> _What to work on_
Set the pictures aside and return each record below precisely as written.

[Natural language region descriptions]
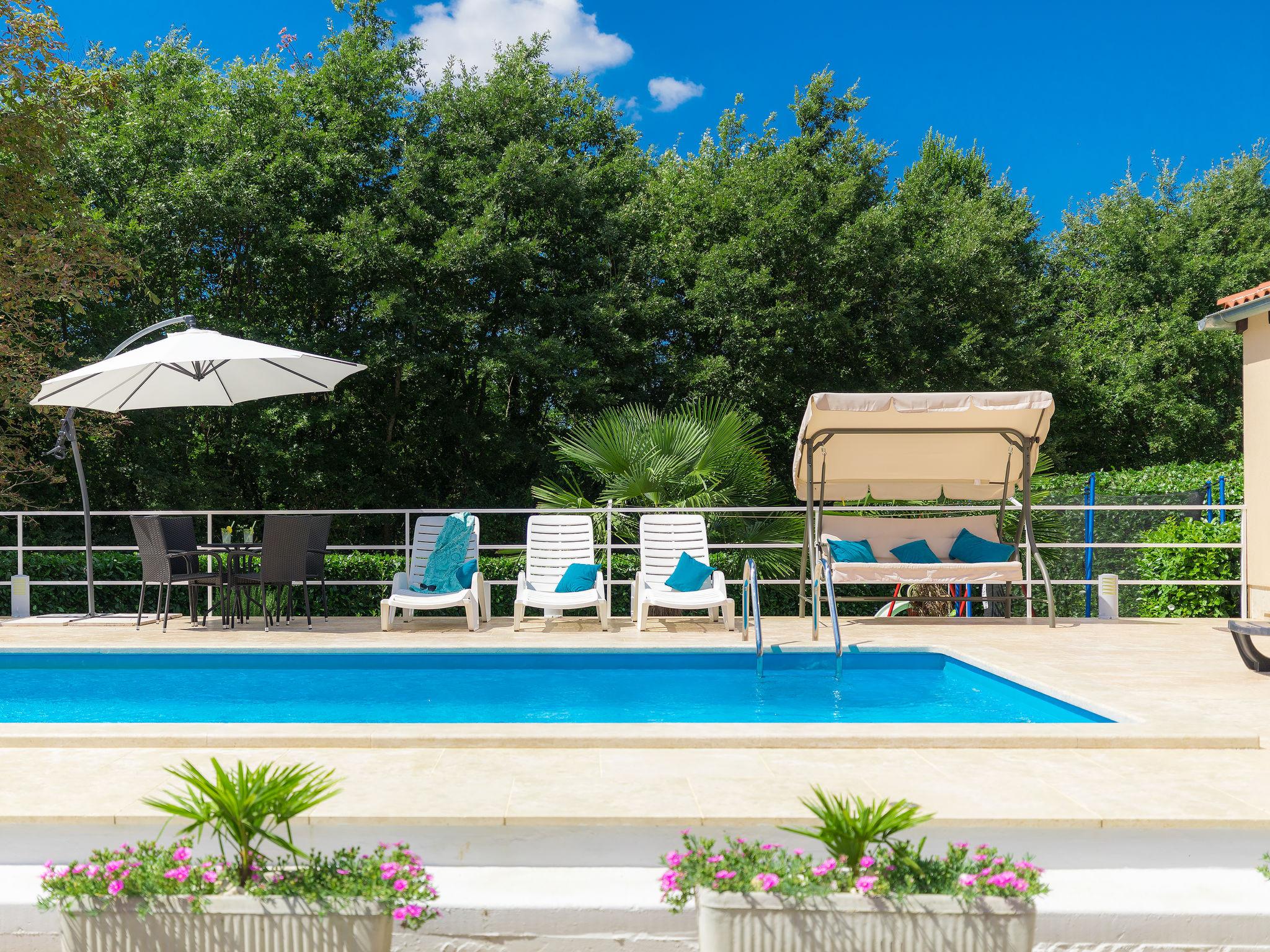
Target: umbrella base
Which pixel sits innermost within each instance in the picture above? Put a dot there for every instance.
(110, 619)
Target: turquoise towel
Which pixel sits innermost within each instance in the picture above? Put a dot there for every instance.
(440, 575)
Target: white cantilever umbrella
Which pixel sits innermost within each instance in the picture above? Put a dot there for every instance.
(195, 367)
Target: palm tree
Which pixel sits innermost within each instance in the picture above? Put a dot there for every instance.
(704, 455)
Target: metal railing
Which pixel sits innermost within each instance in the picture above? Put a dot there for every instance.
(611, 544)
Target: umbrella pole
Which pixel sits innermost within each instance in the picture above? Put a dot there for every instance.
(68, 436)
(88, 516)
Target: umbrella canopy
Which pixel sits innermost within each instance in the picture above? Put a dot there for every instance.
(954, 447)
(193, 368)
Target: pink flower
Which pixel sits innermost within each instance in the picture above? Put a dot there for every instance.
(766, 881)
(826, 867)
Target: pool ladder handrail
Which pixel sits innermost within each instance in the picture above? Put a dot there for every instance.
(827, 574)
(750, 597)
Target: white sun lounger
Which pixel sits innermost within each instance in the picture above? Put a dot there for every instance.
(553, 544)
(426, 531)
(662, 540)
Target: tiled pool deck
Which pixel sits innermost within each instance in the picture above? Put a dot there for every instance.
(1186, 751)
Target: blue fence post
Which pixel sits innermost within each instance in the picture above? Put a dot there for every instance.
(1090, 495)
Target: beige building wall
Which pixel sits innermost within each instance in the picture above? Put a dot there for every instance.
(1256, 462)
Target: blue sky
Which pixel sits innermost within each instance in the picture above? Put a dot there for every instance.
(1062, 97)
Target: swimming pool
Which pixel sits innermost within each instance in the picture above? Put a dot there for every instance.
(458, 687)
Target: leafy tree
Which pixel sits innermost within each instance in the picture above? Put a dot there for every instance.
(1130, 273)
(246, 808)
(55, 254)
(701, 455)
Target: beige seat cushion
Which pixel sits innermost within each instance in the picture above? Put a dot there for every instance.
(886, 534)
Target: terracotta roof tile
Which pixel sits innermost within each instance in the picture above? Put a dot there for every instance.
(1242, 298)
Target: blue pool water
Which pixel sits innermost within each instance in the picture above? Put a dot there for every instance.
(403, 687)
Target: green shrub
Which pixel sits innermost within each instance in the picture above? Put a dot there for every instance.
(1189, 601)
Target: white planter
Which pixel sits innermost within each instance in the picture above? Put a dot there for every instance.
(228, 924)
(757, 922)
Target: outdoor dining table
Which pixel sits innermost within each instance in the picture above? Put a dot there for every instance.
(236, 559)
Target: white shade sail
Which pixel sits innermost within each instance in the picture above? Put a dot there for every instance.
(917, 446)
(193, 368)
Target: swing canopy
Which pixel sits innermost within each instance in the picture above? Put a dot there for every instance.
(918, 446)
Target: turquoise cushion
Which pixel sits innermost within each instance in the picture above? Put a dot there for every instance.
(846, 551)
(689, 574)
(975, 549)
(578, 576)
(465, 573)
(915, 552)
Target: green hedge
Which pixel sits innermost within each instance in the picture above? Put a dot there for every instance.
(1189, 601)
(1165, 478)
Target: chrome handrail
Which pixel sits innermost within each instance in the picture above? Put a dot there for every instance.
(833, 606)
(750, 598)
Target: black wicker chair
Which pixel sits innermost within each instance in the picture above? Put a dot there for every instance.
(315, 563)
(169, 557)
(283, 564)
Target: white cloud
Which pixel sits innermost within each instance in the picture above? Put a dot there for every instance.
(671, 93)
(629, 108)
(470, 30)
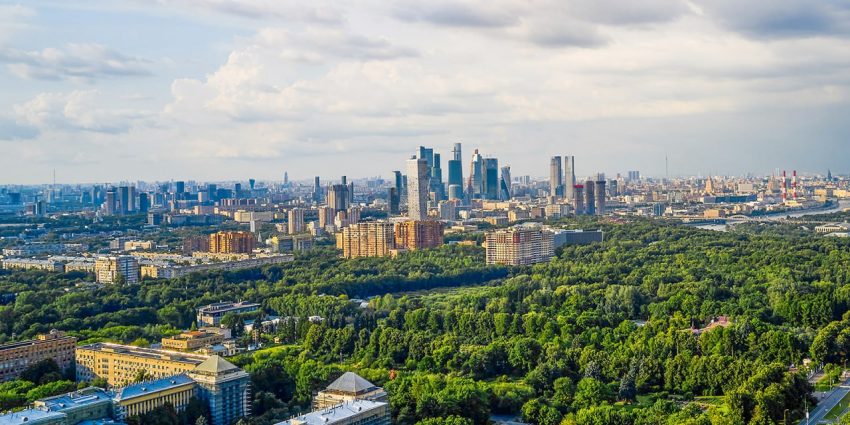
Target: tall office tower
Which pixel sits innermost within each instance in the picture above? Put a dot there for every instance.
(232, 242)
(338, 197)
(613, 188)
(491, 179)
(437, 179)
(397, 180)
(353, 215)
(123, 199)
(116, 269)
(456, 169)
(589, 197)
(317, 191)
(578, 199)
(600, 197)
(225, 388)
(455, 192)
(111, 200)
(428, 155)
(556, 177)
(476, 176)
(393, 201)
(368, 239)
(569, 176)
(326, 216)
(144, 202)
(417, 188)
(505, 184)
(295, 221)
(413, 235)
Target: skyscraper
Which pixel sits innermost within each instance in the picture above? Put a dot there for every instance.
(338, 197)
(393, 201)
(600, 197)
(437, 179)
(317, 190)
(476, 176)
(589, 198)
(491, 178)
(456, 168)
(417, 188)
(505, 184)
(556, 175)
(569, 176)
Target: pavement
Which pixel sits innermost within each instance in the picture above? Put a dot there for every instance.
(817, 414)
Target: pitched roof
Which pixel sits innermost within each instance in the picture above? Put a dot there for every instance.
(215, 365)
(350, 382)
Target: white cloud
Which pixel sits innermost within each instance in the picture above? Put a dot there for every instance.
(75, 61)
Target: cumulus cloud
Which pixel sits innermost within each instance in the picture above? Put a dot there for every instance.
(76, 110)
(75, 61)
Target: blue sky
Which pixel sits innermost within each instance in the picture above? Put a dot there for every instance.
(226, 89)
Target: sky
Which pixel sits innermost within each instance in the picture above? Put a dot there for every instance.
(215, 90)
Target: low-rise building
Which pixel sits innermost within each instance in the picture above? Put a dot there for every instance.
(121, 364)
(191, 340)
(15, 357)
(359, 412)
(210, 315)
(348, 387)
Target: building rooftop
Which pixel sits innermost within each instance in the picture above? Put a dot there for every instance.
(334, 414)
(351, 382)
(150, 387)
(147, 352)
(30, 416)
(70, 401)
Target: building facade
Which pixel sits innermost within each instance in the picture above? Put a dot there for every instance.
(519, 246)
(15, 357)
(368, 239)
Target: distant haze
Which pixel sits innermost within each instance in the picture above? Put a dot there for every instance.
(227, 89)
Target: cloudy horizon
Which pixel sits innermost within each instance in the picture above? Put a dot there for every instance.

> _Result below_
Target: umbrella base
Which pixel sits innermost within each instance in the picture above? Put a dot there for every instance.
(110, 619)
Target: turquoise towel
Which pixel sits innermost within each instance in the picture above? Put a dot there for every instance.
(440, 575)
Target: white cantilever umbrella
Which pixel sits innermost within each instance in the picture above? Put a dot there for every instance.
(195, 367)
Target: palm tree
Which pixel sits innermost within each instance in the picture above? Put a dot there for every instance.
(704, 455)
Target: metal railing
Which pixel sits innermost within each instance in the picture above? Put a dot there for every instance.
(611, 544)
Target: umbrella pole
Which pixel sits innermost within each instance in the picture above? Put a dot there for every instance.
(68, 436)
(88, 516)
Target: umbrella canopy
Which pixel sits innermost within each instance in the picture above? Put a dot there for every instance.
(954, 447)
(193, 368)
Target: pink flower
Which pixel sits innermost within each instance in the picture above? Put a dot there for every instance.
(766, 881)
(826, 867)
Target: pool ladder handrail
Which pixel sits innermost within each instance in the picture above? Put a dot there for every instance.
(827, 574)
(750, 597)
Target: white sun lounger
Which pixel sits innermost within each instance in the picture above? Put a dot there for every instance.
(553, 544)
(426, 531)
(662, 540)
Target: tiled pool deck
Which pixel sits innermost within each instance in the picture above? Put a dot there for every instance.
(1186, 751)
Target: blue fence post
Which pixel sits innermost within each instance in the picture above? Put a dot there for every instance.
(1090, 495)
Target: beige building wall
Which pixel sits innermost within each instance in the picture above? Put a dot there for every instance.
(1256, 462)
Target: blue sky
Which pixel sits innermost within each instance in the picture above? Put a dot there for every instance.
(1062, 97)
Target: swimming pool
Which pixel sits innermost within each instance in the picture above? Put a dot there for every instance.
(458, 687)
Target: leafy tree
Which pixel sits innermost within each instance in the picture above? Put a dot there for every instance.
(1130, 273)
(246, 808)
(55, 254)
(701, 455)
Target: beige seat cushion
Which pixel sits innermost within each instance in the picture above? Put a dot there for every instance.
(886, 534)
Target: terracotta roof tile
Which pixel sits innermost within each instance in the picture above? Put a dot there for every instance.
(1242, 298)
Target: blue pool water
Which pixel sits innermost within each instance in the picture above? Put a dot there for every instance.
(403, 687)
Target: green shrub
Which pixel sits innermost within each instance in the picture above? Put a dot there for every instance.
(1189, 601)
Target: white planter
Which pixel sits innermost within each instance in the picture above? Put a dot there for every instance.
(228, 924)
(757, 922)
Target: outdoor dining table
Which pixel sits innermost within each instance in the picture above? Put a dot there for every instance.
(236, 559)
Target: white shade sail
Which pixel sits innermost within each instance in the picture above? Put a dot there for every instance.
(917, 446)
(193, 368)
Target: swing canopy
Which pixel sits innermost within each instance in the picture above? Put a dot there for every instance.
(918, 446)
Target: turquoise cushion
Which pixel sits innermost within each instance in the picture above? Put a dot there for every instance.
(846, 551)
(689, 574)
(975, 549)
(578, 576)
(465, 573)
(915, 552)
Target: green hedge
Which pixel sits innermost within each instance in the picture above? Put a dot there for every instance.
(1189, 601)
(1165, 478)
Target: chrome handrail
Which pixel sits innermost within each instance in the picture above? Put a dot there for every instance.
(833, 606)
(750, 598)
Target: black wicker chair
Which pixel sits innermost within each instance in the picture above? Put a dot there for every instance.
(315, 563)
(169, 557)
(283, 564)
Target: white cloud
Which pixel sits innermost within each instance in the picture above? Put a dot there for every instance.
(671, 93)
(629, 108)
(470, 30)
Target: tall office tower
Which pixel sits innermost within each instance in the picture above? Put a dot there for every instance.
(232, 242)
(338, 197)
(613, 188)
(491, 179)
(437, 179)
(397, 180)
(353, 215)
(123, 199)
(116, 269)
(456, 169)
(589, 197)
(317, 191)
(578, 199)
(600, 197)
(225, 388)
(455, 192)
(111, 200)
(428, 155)
(556, 177)
(476, 176)
(393, 201)
(368, 239)
(569, 176)
(326, 216)
(144, 202)
(417, 188)
(505, 184)
(295, 221)
(413, 235)
Target: skyscraper
Which pixel sits innermost within each instance in the picture above? Put a dot there for every instance.
(338, 197)
(393, 201)
(600, 197)
(437, 179)
(317, 190)
(476, 176)
(589, 198)
(491, 178)
(456, 168)
(417, 188)
(505, 184)
(556, 175)
(569, 176)
Target: pavement
Which pixel sits innermost within each instance in the picture above? Put a dot there for every instance.
(817, 414)
Target: pitched roof
Which pixel sits innermost within each instance in the picture above? Put a dot there for every instance.
(215, 365)
(350, 382)
Target: white cloud
Which pixel sits innermost within each instance in the picture above? Put a dot there for every instance.
(75, 61)
Target: cumulus cloud
Which pixel sits innermost within each instance in the picture above? Put a dot there for every instance.
(76, 110)
(75, 61)
Target: blue sky
Which pixel sits innermost within each instance in the picture above? Put a dot there for every instance.
(226, 89)
Target: sky
Which pixel sits innermost within each instance in the picture above? Put a dot there for every instance.
(215, 90)
Target: low-rise building
Which pixel sits innermost within each instance in the picture above? Put a dot there for every instance.
(121, 364)
(191, 340)
(15, 357)
(359, 412)
(210, 315)
(348, 387)
Target: building rooftop
Which pixel sits innermost within each instance in the picture above? Put a dot there for every instance.
(334, 414)
(351, 382)
(150, 387)
(147, 352)
(30, 416)
(70, 401)
Target: building facade
Which pixel sits innermost within each instance in the picture above? Put a dot there for every instance.
(519, 246)
(15, 357)
(368, 239)
Target: distant haze
Which pixel sits innermost within each instance in the picture above? Put a dot there for every instance.
(227, 89)
Target: cloudy horizon
Which pixel sits innermost within each instance in the picture above? Put a dot there for every instance.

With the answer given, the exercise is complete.